EXERCISES ->
A. Say whether each statement agrees with the piece on digital media, answering yes or no and quoting the deciding words: (i) the writer got the news from Walter Cronkite and the afternoon newspaper; (ii) Dave Poltrack from CBS predicts a drop in HD TV sales; (iii) the ARF Audience Measurement conference took place last month.
B. Please print the passage of the piece on digital media from "As a child of" up to and including "vastly different too.".

DOCUMENT SEGMENT ->
+++

As a child of the 60's and 70's, I grew up without cellphones, cable TV and the internet. We got the news via Walter Cronkite (Google him!), and the afternoon newspaper.
My kids grew up in a different world, and my grandkids world will be vastly different too.
Here's an insiders peek into what is coming:
What Happens to Traditional Media When it Goes Digital?
At the ARF Audience Measurement conference last week, some speakers really got me thinking about what happens when all media becomes digital. Here are three forces that could produce profound changes in media and advertising both from a business and user experience point of view.
Everything Will Become Digital
Digital used to be synonymous with online but everything will become digital. Dave Poltrack from CBS predicts a huge increase in HD, 3D, and IPTV TV sales. David Verklin, president of Canoe Ventures, talks about the interactive TV advertising experience that will be nationally available. Video in Facebook? How about Facebook built into your new 55" HD 3D TV? The future of print media is being revolutionized by electronic readers like iPad. One can also imagine codes being inserted into print advertising or editorial pieces that, when captured by a smart phone, instantly leads to a multi-media experience or electronic coupon.

+++

Dataset entries ->
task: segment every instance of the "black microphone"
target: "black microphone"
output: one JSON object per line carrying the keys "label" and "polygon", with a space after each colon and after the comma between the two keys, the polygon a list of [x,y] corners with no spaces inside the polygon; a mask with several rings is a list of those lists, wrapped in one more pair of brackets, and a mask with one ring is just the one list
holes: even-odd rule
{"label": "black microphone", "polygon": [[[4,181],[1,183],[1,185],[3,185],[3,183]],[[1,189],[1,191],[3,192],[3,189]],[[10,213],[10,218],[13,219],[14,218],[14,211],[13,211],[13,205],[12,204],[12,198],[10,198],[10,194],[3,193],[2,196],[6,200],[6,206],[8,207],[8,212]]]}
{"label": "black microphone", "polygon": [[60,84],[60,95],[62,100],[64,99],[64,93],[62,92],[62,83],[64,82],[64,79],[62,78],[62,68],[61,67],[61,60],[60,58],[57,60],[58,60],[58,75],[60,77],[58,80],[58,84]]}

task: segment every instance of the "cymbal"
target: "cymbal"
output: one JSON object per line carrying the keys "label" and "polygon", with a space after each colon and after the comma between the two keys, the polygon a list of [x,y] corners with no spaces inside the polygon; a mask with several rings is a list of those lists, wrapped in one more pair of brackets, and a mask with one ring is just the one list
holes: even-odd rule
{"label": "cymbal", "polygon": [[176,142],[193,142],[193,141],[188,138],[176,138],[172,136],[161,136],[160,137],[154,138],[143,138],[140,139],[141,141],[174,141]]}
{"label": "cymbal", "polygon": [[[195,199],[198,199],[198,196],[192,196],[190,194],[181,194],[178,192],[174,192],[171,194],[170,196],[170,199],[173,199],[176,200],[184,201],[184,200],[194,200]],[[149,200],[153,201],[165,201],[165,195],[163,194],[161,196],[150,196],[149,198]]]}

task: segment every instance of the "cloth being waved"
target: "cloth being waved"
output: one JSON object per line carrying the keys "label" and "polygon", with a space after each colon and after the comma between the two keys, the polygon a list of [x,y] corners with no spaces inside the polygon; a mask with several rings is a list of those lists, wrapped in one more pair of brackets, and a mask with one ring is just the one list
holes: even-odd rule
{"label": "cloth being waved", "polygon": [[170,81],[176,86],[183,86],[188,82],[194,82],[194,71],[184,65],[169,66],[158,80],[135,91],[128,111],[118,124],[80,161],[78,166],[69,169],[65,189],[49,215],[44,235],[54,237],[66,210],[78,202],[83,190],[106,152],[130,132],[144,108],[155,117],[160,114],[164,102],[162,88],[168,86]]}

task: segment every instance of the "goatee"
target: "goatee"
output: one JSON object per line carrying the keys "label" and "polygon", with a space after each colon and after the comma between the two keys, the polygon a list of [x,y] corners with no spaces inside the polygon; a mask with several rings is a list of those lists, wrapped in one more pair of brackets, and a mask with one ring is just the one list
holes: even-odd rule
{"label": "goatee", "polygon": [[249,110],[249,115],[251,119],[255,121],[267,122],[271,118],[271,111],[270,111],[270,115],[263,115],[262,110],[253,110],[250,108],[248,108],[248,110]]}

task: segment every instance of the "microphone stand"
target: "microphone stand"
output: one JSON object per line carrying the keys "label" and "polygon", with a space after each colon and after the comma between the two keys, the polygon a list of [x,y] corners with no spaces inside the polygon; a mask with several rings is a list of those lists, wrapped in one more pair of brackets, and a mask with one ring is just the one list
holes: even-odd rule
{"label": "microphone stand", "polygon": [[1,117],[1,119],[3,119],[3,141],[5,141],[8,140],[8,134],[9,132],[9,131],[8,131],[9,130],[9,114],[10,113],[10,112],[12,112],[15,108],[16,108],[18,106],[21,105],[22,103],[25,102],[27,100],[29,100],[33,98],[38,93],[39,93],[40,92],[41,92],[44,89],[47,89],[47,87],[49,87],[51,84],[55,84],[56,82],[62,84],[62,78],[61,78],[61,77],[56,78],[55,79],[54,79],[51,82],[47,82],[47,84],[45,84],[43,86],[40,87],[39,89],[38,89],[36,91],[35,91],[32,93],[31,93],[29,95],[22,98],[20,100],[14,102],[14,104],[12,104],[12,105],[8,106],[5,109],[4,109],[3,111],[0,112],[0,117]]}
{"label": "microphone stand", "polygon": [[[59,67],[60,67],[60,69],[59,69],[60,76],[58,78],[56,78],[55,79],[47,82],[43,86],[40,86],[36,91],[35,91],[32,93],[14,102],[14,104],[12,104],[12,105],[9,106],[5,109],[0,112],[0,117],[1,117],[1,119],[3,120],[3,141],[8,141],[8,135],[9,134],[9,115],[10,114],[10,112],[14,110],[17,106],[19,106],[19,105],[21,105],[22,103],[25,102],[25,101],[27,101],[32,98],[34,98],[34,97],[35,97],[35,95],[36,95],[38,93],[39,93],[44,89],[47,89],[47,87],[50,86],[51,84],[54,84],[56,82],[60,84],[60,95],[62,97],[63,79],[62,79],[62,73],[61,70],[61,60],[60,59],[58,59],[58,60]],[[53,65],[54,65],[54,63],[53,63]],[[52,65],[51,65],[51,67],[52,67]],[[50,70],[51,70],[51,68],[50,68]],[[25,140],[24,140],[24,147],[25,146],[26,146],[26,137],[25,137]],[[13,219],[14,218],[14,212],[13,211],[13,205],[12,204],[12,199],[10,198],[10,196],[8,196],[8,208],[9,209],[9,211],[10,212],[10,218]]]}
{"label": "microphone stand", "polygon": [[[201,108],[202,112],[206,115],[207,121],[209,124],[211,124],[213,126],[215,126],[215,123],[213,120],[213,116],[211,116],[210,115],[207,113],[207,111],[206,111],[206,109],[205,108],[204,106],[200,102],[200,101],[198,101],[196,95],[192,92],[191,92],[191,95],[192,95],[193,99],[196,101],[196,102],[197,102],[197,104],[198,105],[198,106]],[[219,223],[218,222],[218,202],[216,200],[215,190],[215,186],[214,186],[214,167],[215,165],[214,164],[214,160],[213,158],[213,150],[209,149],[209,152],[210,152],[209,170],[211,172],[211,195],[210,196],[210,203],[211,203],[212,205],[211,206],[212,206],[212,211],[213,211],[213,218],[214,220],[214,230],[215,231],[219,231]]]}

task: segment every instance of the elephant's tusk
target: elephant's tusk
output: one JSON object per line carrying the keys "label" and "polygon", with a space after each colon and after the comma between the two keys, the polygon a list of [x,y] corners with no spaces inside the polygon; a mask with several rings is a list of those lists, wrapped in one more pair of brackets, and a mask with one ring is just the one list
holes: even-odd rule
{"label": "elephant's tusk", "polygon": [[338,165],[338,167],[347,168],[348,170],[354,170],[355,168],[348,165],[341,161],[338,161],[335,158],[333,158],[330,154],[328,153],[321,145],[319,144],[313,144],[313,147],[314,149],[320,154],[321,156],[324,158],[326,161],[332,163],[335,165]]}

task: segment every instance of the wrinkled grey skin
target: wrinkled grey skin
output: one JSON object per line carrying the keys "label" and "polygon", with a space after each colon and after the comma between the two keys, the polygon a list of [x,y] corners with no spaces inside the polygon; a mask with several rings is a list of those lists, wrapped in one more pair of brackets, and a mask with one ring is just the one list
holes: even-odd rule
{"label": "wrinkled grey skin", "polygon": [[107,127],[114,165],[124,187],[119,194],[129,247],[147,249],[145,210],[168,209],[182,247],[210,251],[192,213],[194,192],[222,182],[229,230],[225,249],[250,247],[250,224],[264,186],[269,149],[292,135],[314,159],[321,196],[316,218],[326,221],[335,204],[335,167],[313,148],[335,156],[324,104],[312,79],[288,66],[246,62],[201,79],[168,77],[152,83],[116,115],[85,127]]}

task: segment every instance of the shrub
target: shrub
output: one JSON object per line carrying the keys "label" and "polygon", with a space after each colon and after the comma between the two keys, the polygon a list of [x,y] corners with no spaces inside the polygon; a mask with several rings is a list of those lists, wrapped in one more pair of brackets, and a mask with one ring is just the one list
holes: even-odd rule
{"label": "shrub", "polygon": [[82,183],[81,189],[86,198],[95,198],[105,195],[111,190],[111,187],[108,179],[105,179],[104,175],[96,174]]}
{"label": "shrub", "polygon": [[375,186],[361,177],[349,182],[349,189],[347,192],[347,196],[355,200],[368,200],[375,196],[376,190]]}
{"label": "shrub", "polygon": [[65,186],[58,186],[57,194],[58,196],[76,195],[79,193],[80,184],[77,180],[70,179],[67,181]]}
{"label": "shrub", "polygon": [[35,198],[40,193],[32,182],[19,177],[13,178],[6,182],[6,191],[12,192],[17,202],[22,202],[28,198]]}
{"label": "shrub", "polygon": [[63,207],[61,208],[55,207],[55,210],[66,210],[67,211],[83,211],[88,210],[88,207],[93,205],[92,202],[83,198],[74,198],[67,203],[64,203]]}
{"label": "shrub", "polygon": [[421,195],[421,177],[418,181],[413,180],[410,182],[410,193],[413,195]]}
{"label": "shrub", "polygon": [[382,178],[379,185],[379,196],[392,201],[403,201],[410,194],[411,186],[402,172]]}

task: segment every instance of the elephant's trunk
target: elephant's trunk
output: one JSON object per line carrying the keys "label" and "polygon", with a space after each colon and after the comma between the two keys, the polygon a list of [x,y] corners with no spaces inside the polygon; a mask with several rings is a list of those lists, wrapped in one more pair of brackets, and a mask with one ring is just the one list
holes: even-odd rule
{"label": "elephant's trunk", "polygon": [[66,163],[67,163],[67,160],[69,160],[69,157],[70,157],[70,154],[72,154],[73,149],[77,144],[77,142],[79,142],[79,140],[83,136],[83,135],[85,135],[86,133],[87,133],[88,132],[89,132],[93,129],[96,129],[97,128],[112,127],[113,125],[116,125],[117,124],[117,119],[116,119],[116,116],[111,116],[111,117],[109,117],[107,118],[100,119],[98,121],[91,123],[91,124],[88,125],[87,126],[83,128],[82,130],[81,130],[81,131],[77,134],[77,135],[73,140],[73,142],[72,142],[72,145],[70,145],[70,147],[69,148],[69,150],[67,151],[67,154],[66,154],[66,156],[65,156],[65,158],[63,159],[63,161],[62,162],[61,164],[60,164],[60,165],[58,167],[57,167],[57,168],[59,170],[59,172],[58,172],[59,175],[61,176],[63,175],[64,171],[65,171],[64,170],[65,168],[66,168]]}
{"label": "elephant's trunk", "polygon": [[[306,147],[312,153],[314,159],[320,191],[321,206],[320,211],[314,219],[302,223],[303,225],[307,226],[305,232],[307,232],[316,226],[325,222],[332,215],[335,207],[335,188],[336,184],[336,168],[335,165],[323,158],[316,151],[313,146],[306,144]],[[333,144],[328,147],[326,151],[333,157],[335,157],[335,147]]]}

+++

TASK RESPONSES ->
A.
(i) Yes: "We got the news via Walter Cronkite (Google him!), and the afternoon newspaper."
(ii) No: "Dave Poltrack from CBS predicts a huge increase in HD, 3D, and IPTV TV sales."
(iii) No: "At the ARF Audience Measurement conference last week"

B.
As a child of the 60's and 70's, I grew up without cellphones, cable TV and the internet. We got the news via Walter Cronkite (Google him!), and the afternoon newspaper.
My kids grew up in a different world, and my grandkids world will be vastly different too.